- Short exercise:
Reproduce the Sylk Wood text below word for word, keeping all of its wording, spelling and paragraph breaks.

- Document:

All is great in Sylk Wood, until one day Owl returns home from his flight with the terrible news that the forest is shrinking.

Take a journey through the forest, following the adventures of three unlikely friends: a fox, a rabbit and a squirrel as they search for answers and try to uncover why their forest is shrinking. 


The Idea


Right from the start, I knew I wanted my book to be for a young audience. I don't know where my fascination with children's book illustration comes from, I think I've just always loved it. The colours, the playful shapes and imaginative subject matter all together make it seem magical to me. 



The brief was pretty open, the only guideline was that the narrative had to follow the theme "from here to there". I began this project by studying examples of children's narratives that I love as well as studying some illustrations from my favourite children's books.



One of my favourite illustrators and biggest inspirations is Rebecca Green. Her work is just gorgeous! I love how she somehow manages to capture a playful, almost child-like feeling with her scribbly colouring of pencil on top of gouache. It's something that I would one day love to master and be able to implement into my own work. - Click the image to check out her Blog!

- Records provided:
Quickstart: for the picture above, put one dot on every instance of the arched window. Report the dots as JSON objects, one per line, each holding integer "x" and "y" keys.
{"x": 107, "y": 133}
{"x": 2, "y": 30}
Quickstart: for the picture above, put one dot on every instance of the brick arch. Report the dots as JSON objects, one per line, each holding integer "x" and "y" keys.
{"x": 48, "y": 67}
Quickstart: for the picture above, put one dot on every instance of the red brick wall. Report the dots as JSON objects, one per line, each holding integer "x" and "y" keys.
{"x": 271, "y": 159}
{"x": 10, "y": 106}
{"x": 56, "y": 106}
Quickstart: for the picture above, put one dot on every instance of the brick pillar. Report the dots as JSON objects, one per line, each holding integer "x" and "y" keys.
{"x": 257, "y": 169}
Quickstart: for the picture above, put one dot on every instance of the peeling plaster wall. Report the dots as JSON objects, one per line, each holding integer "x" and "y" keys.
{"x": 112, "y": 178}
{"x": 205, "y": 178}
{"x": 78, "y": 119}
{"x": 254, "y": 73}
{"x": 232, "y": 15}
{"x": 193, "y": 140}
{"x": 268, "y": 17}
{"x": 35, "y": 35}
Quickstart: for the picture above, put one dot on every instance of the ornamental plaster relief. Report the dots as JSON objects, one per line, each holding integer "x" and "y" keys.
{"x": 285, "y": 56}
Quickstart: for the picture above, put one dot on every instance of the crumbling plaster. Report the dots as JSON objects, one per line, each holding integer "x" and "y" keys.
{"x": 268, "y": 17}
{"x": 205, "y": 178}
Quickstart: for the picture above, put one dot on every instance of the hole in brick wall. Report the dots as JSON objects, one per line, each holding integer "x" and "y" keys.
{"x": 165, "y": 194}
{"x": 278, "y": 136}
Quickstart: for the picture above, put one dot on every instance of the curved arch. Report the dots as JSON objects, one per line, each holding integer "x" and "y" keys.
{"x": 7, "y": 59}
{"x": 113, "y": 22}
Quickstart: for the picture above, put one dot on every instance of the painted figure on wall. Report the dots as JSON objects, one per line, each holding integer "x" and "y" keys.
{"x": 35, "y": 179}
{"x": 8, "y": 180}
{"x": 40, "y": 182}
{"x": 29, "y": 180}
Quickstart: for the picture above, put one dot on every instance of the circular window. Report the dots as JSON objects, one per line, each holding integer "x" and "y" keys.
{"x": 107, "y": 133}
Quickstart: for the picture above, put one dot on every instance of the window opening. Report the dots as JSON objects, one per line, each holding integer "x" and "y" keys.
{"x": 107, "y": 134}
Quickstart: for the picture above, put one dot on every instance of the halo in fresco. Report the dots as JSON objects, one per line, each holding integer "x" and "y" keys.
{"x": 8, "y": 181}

- Reply:
All is great in Sylk Wood, until one day Owl returns home from his flight with the terrible news that the forest is shrinking.

Take a journey through the forest, following the adventures of three unlikely friends: a fox, a rabbit and a squirrel as they search for answers and try to uncover why their forest is shrinking. 


The Idea


Right from the start, I knew I wanted my book to be for a young audience. I don't know where my fascination with children's book illustration comes from, I think I've just always loved it. The colours, the playful shapes and imaginative subject matter all together make it seem magical to me. 



The brief was pretty open, the only guideline was that the narrative had to follow the theme "from here to there". I began this project by studying examples of children's narratives that I love as well as studying some illustrations from my favourite children's books.



One of my favourite illustrators and biggest inspirations is Rebecca Green. Her work is just gorgeous! I love how she somehow manages to capture a playful, almost child-like feeling with her scribbly colouring of pencil on top of gouache. It's something that I would one day love to master and be able to implement into my own work. - Click the image to check out her Blog!